--- begin STORED RECORDS ---

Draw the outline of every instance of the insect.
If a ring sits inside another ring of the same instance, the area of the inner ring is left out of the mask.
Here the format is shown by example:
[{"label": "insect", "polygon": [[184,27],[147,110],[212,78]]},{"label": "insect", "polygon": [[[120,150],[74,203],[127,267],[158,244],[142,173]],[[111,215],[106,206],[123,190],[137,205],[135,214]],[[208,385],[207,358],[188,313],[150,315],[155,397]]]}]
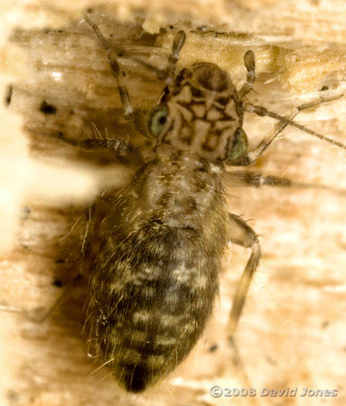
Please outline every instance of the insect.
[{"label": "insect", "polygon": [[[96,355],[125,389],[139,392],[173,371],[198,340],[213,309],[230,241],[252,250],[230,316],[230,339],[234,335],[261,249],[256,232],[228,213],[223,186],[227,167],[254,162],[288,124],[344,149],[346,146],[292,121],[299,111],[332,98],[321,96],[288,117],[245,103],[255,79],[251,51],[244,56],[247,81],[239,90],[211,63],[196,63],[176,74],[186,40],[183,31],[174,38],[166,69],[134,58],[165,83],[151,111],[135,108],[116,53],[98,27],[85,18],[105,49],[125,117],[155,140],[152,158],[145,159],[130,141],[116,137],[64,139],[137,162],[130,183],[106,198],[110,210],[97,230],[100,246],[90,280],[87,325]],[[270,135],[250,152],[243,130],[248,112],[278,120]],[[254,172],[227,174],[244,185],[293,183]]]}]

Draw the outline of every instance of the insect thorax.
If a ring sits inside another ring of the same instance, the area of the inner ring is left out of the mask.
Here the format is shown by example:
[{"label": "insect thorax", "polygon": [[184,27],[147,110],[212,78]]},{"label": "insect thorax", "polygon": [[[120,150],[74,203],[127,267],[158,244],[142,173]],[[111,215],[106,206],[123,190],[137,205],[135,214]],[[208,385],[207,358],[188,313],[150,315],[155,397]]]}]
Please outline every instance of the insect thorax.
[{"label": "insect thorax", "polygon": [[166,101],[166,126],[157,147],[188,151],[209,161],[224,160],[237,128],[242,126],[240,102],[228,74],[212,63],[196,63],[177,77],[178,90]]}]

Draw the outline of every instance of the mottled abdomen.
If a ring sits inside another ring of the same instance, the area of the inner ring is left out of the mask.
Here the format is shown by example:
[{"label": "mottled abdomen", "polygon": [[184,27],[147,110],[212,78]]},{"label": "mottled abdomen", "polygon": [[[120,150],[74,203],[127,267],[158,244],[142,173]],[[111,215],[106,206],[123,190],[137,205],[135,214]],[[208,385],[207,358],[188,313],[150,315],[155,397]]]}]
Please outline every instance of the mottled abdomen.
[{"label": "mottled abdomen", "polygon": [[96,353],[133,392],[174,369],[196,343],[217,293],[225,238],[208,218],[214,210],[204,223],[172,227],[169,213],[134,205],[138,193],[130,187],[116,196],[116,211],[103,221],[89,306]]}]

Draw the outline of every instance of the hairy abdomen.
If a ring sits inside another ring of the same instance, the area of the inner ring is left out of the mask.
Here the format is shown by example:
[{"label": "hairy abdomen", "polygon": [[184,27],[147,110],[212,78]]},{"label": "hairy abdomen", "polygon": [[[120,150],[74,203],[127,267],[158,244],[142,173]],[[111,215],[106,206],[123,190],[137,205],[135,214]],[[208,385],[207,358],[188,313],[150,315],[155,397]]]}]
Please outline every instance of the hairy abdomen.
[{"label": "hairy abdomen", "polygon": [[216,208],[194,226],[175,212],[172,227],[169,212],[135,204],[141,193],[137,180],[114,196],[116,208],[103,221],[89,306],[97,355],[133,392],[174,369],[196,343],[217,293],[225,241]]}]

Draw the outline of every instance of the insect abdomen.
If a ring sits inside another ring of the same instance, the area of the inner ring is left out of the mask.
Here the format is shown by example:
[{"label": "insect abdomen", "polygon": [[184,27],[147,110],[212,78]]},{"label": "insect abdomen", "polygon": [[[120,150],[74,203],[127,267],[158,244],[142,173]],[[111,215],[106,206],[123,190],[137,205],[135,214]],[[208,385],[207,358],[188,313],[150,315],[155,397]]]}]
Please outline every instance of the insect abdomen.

--- end STORED RECORDS ---

GIVEN PROBLEM -
Please revise the material above so that every "instance" reads "occurrence" and nothing else changes. Leave the pictures out of your version.

REPLY TO THE TASK -
Draw the outline of every occurrence of the insect.
If a ring sits inside another ring of the same occurrence, the area of the inner ring is left out of the mask.
Here the format is shown by example:
[{"label": "insect", "polygon": [[184,27],[147,110],[212,78]]},{"label": "insect", "polygon": [[[120,150],[74,203],[127,267],[158,244],[142,173]],[[111,215],[106,206],[123,190],[137,205],[135,214]],[[208,385],[207,358],[188,313],[150,315],[155,397]]]}]
Please outline every occurrence of the insect.
[{"label": "insect", "polygon": [[[96,355],[125,389],[139,392],[173,371],[198,340],[213,309],[230,241],[252,250],[230,316],[230,339],[234,335],[261,249],[256,232],[228,213],[223,186],[227,167],[254,162],[288,124],[344,149],[346,146],[292,121],[299,111],[332,98],[321,96],[288,117],[245,103],[255,79],[251,51],[244,56],[247,81],[239,90],[211,63],[196,63],[176,74],[186,40],[183,31],[174,38],[166,69],[134,58],[165,83],[151,111],[135,108],[116,53],[98,27],[85,18],[105,49],[125,117],[155,140],[152,158],[145,159],[130,141],[116,137],[64,139],[137,162],[130,183],[106,198],[110,210],[97,230],[100,246],[90,280],[87,325]],[[270,135],[250,152],[243,130],[248,112],[278,120]],[[254,172],[227,174],[244,185],[293,183]]]}]

Draw the outline of every occurrence of the insect thorax.
If a ring sits inside another ring of the same occurrence, the area of the inner ring is left out of the mask.
Here the format is shown by example:
[{"label": "insect thorax", "polygon": [[184,27],[147,110],[212,78]]},{"label": "insect thorax", "polygon": [[[120,150],[74,203],[127,267],[158,244],[142,173]],[[111,215],[106,206],[123,190],[137,205],[135,214]],[[208,385],[207,358],[188,313],[150,315],[155,397]]]}]
Please outline every occurrence of the insect thorax.
[{"label": "insect thorax", "polygon": [[166,101],[166,126],[157,147],[188,151],[209,161],[224,160],[237,128],[242,126],[240,102],[228,74],[212,63],[196,63],[177,77],[178,90]]}]

Draw the outline of every occurrence of the mottled abdomen.
If a ring sits inside another ring of the same occurrence, the area of the inner ring is left out of the mask.
Here the format is shown by example:
[{"label": "mottled abdomen", "polygon": [[184,27],[147,110],[212,78]]},{"label": "mottled abdomen", "polygon": [[[120,150],[74,203],[127,267],[158,244],[142,173]],[[111,215],[106,206],[123,190],[137,205],[135,214]],[[208,385],[207,358],[188,313],[150,315],[155,397]]]}]
Please outline every occurrence of the mottled abdomen.
[{"label": "mottled abdomen", "polygon": [[96,353],[133,392],[174,369],[196,343],[217,293],[225,238],[208,218],[214,210],[204,223],[172,227],[169,213],[134,205],[138,193],[130,187],[116,196],[116,211],[103,221],[89,306]]}]

Draw the outline of every occurrence of the hairy abdomen.
If a ring sits inside another ring of the same occurrence, the area of the inner ring is left out of the mask.
Here the format is shown by example:
[{"label": "hairy abdomen", "polygon": [[184,27],[147,110],[212,78]]},{"label": "hairy abdomen", "polygon": [[[120,150],[74,203],[127,267],[158,244],[142,173]],[[111,215],[106,206],[123,190],[137,205],[135,214]],[[208,385],[207,358],[188,313],[150,315],[155,397]]]}]
Please outline every occurrence of the hairy abdomen.
[{"label": "hairy abdomen", "polygon": [[216,208],[194,226],[175,212],[172,227],[169,212],[135,204],[141,193],[137,180],[114,196],[116,208],[103,221],[89,306],[97,355],[133,392],[174,369],[196,343],[217,293],[225,241]]}]

Draw the outline of every occurrence of the insect abdomen.
If a ring sits inside another ring of the same occurrence, the area of the inner ring is left out of the mask.
Here the format is shown by example:
[{"label": "insect abdomen", "polygon": [[184,27],[147,110],[212,78]]},{"label": "insect abdomen", "polygon": [[[120,150],[74,203],[127,267],[158,244],[142,173]],[[111,215],[106,206],[123,190],[137,205],[135,214]],[[208,385],[207,358],[188,313],[150,315],[155,397]]]}]
Please outline every occurrence of the insect abdomen.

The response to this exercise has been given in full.